==== Exercise inputs ====

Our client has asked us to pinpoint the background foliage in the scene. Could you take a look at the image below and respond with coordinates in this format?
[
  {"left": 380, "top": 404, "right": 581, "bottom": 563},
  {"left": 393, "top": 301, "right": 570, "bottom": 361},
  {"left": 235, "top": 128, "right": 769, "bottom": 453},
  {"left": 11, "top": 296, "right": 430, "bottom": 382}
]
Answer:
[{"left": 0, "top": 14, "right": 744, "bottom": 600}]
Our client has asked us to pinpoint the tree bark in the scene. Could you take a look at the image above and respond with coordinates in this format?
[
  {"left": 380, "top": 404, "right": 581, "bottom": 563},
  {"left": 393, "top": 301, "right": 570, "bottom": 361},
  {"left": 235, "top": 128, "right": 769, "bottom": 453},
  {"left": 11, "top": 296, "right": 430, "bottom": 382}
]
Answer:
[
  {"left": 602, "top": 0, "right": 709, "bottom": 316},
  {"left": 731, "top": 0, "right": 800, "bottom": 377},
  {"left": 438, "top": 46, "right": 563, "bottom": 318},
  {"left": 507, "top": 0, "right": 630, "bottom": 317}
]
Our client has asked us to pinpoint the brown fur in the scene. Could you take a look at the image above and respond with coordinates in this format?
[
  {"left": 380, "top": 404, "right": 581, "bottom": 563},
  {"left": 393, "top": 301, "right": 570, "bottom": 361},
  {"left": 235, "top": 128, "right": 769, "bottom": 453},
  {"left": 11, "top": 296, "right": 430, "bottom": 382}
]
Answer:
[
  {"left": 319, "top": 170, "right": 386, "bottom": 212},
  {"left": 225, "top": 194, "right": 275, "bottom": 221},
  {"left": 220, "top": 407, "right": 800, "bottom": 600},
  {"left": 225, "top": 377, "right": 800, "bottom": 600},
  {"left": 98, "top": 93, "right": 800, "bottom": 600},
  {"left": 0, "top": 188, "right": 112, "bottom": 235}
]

====

> **What is being asked**
Copy out all of the material above in full, scaling every bounding-box coordinate in the answers by 1.75 and rounding each to a whole number, with halves rounded up. Leave all numbers outside the answers unchanged.

> **Written answer**
Our client has asked us to pinpoint the background foliage in the scene. Could you take a look at the image below and respond with coordinates in this format?
[
  {"left": 380, "top": 404, "right": 581, "bottom": 563},
  {"left": 393, "top": 301, "right": 570, "bottom": 361},
  {"left": 235, "top": 128, "right": 769, "bottom": 453},
  {"left": 11, "top": 296, "right": 430, "bottom": 382}
]
Answer:
[{"left": 0, "top": 25, "right": 1302, "bottom": 1050}]
Our client has asked us to pinpoint the tree bark in the scene. Could you take a look at the image above and respond with coordinates in this format?
[
  {"left": 380, "top": 404, "right": 581, "bottom": 563},
  {"left": 393, "top": 301, "right": 570, "bottom": 361},
  {"left": 235, "top": 128, "right": 769, "bottom": 453},
  {"left": 11, "top": 296, "right": 430, "bottom": 382}
]
Answer:
[
  {"left": 1054, "top": 0, "right": 1241, "bottom": 553},
  {"left": 1279, "top": 0, "right": 1400, "bottom": 660},
  {"left": 767, "top": 81, "right": 985, "bottom": 557},
  {"left": 887, "top": 0, "right": 1103, "bottom": 555}
]
Our client has asked us to pinpoint the brown fur in the scene. Could you take a look at the image above and respond with coordinates in this format?
[
  {"left": 380, "top": 404, "right": 581, "bottom": 563},
  {"left": 393, "top": 301, "right": 570, "bottom": 361},
  {"left": 235, "top": 128, "right": 769, "bottom": 453},
  {"left": 11, "top": 296, "right": 430, "bottom": 382}
]
Answer:
[
  {"left": 558, "top": 298, "right": 676, "bottom": 371},
  {"left": 394, "top": 340, "right": 481, "bottom": 387},
  {"left": 385, "top": 712, "right": 1400, "bottom": 1050},
  {"left": 394, "top": 660, "right": 1400, "bottom": 1050},
  {"left": 172, "top": 163, "right": 1400, "bottom": 1050},
  {"left": 0, "top": 329, "right": 196, "bottom": 411}
]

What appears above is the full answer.